What this task involves -
Rewrite the data from the line containing "the green grass" through the end of the data, both ends included, replacing "heat-map build" with "density-map build" and leaving everything else unchanged.

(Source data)
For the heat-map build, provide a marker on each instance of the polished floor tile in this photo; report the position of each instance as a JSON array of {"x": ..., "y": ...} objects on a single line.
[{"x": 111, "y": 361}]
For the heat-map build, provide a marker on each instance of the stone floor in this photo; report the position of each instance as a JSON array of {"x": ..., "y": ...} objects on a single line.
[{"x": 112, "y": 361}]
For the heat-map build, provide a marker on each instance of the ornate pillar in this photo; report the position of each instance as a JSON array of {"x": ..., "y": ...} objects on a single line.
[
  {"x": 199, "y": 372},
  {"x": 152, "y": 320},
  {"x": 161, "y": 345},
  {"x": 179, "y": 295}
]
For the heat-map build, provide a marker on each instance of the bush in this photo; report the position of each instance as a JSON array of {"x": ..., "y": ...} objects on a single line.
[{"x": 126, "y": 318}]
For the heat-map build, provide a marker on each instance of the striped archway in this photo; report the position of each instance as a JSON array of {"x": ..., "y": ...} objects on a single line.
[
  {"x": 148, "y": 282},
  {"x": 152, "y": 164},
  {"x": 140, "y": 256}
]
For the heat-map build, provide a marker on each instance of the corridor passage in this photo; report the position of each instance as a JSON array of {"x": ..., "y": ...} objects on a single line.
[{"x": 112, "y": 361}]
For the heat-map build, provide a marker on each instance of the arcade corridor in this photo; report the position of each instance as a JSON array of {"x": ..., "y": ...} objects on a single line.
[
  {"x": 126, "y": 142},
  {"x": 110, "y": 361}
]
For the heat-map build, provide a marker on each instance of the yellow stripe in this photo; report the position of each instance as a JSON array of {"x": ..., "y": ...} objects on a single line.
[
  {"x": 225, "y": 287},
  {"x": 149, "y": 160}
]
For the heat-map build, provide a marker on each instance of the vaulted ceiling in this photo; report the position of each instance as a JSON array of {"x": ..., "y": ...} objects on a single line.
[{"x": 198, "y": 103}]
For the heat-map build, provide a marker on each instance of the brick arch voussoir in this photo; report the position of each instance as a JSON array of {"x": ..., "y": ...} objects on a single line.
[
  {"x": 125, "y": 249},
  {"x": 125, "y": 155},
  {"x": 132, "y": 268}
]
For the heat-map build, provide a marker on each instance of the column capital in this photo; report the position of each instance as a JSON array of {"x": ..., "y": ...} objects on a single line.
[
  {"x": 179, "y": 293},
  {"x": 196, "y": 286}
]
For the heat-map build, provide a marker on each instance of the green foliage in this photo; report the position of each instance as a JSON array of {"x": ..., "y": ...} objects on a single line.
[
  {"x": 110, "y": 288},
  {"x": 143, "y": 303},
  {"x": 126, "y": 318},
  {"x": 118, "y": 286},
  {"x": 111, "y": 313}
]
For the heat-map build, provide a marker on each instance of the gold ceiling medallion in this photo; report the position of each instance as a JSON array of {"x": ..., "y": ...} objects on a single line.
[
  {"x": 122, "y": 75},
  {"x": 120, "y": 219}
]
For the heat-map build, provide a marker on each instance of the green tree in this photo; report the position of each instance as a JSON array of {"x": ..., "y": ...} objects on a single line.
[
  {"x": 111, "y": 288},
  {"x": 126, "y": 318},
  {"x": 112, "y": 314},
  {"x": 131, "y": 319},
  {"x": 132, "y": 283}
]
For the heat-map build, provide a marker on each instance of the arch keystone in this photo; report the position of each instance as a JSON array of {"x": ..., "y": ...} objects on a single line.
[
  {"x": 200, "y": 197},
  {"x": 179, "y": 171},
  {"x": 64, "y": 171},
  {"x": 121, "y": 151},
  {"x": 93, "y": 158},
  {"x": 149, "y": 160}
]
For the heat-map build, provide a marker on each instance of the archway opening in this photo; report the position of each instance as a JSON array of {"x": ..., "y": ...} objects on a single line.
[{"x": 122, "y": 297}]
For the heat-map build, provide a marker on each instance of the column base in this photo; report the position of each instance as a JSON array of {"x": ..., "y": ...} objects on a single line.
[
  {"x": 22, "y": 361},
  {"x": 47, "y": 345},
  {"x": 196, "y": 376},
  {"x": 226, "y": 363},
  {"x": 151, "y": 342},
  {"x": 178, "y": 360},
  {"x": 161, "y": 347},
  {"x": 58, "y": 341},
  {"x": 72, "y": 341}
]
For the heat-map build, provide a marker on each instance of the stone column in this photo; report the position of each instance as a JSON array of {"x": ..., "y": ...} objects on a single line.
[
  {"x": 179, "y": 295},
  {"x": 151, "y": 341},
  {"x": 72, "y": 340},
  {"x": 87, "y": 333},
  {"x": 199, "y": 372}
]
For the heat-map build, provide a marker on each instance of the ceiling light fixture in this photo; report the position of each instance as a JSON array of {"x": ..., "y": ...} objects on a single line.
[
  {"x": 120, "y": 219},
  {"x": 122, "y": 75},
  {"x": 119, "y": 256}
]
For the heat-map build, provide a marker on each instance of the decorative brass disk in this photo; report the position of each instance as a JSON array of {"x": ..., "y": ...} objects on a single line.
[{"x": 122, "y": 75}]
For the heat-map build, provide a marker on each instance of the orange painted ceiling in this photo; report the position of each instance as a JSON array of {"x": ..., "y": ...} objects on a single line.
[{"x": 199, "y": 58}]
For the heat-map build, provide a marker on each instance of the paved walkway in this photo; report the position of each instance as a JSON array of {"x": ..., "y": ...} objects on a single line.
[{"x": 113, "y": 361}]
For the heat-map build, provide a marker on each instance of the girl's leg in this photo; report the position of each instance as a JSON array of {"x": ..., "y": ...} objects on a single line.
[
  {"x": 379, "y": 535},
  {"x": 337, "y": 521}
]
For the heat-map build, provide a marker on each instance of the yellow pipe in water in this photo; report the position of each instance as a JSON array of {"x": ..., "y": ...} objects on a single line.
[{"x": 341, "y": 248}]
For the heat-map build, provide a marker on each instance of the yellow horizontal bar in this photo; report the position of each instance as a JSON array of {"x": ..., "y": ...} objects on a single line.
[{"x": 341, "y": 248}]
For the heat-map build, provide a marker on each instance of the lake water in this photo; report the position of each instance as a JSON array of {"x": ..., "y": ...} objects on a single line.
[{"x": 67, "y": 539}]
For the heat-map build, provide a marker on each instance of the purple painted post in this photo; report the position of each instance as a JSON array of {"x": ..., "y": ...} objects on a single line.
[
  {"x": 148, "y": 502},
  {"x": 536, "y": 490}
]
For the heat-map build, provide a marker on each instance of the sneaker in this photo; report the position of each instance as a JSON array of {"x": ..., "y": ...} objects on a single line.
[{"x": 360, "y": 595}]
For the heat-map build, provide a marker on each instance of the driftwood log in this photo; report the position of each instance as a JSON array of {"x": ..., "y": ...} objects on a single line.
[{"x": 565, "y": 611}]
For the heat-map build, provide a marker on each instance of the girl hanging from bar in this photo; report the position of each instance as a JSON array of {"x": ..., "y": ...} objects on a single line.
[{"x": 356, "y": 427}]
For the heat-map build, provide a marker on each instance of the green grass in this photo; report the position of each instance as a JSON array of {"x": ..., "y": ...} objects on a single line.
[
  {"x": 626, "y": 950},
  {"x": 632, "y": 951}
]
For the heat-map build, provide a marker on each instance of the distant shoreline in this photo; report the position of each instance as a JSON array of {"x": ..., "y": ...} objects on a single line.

Complete response -
For the density-map build, provide a marker on each instance of the green grass in this photo; report the position of each instance as a JSON array of {"x": ..., "y": ...} objects on a single line.
[
  {"x": 626, "y": 950},
  {"x": 632, "y": 951}
]
For the density-map build, provide a marker on each instance of the distant shoreline in this photo; report the position of each instance as a JSON array of {"x": ..., "y": ...} objects on a single line.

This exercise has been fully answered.